DOCUMENT
- VCD Cover
- Directed by: K. Bapaiah
- Written by: Kader Khan (dialogues) Indeevar (lyrics)
- Screenplay by: Amir Shamji
- Based on: Pachani Samsaram (1970)
- Produced by: B. S. Shaad
- Starring: Shammi Kapoor Jeetendra Sridevi
- Cinematography: A. Venkatesh
- Edited by: Subhash Sehgal
- Music by: Bappi Lahiri
- Production company: Brar Productions
- Release date: 27 November 1987;
- Running time: 138 minutes
- Country: India
- Language: Hindi

= Himmat Aur Mehanat =

Himmat Aur Mehanat is a 1987 Indian Hindi-language drama film, produced by B. S. Shaad under the BRAR Productions banner and directed by K. Bapaiah. It stars Jeetendra, Sridevi in the pivotal roles and music composed by Bappi Lahiri. The film is a remake of the Telugu film Pachani Samsaram (1970).

==Plot==
Nurse Jyoti gets hired by a wealthy man, Madan, wins his confidence, and is permitted to virtually run the entire household. When Madan's son, Vijay Kumar, returns from New York, he sexually molests then eventually marries her. Then differences arise between her and Madan, and despite the birth of a son, escalate to the point when Madan and Vijay both accuse her of having an affair with another man, leaving her no choice but to leave the household. Vijay has a change of heart and goes to visit his son and estranged wife, but is shocked to find that they are not alone, and she has had another son.

TASK DATA
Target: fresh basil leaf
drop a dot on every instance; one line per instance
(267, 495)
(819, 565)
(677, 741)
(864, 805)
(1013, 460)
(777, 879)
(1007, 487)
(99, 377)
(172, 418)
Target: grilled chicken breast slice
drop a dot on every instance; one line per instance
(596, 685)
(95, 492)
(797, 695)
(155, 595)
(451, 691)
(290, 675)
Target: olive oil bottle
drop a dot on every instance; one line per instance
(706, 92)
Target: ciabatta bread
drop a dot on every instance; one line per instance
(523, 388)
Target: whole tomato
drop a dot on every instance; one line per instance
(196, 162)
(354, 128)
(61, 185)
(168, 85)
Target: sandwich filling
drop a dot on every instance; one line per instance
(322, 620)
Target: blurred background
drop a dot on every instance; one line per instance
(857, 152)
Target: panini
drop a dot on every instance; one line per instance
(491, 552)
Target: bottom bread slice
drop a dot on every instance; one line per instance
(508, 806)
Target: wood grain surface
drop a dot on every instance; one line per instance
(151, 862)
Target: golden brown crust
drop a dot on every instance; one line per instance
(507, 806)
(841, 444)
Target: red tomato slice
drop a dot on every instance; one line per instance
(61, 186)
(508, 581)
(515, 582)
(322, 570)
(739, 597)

PROBLEM SET
1/ In the film article, which Telugu film is Himmat Aur Mehanat a remake of?
2/ Convert the records, from the line containing "Target: wood grain surface" through the end of the records, into a two-column CSV with columns "request" and "response" and one row per request. Put each request's text and its answer in a single quoted field, replacing line breaks with spaces.

SOLUTIONS
1/ Pachani Samsaram (1970)

2/
request,response
"Target: wood grain surface drop a dot on every instance; one line per instance","(151, 862)"
"Target: golden brown crust drop a dot on every instance; one line per instance","(507, 806) (841, 444)"
"Target: red tomato slice drop a dot on every instance; one line per instance","(61, 186) (508, 581) (515, 582) (322, 570) (739, 597)"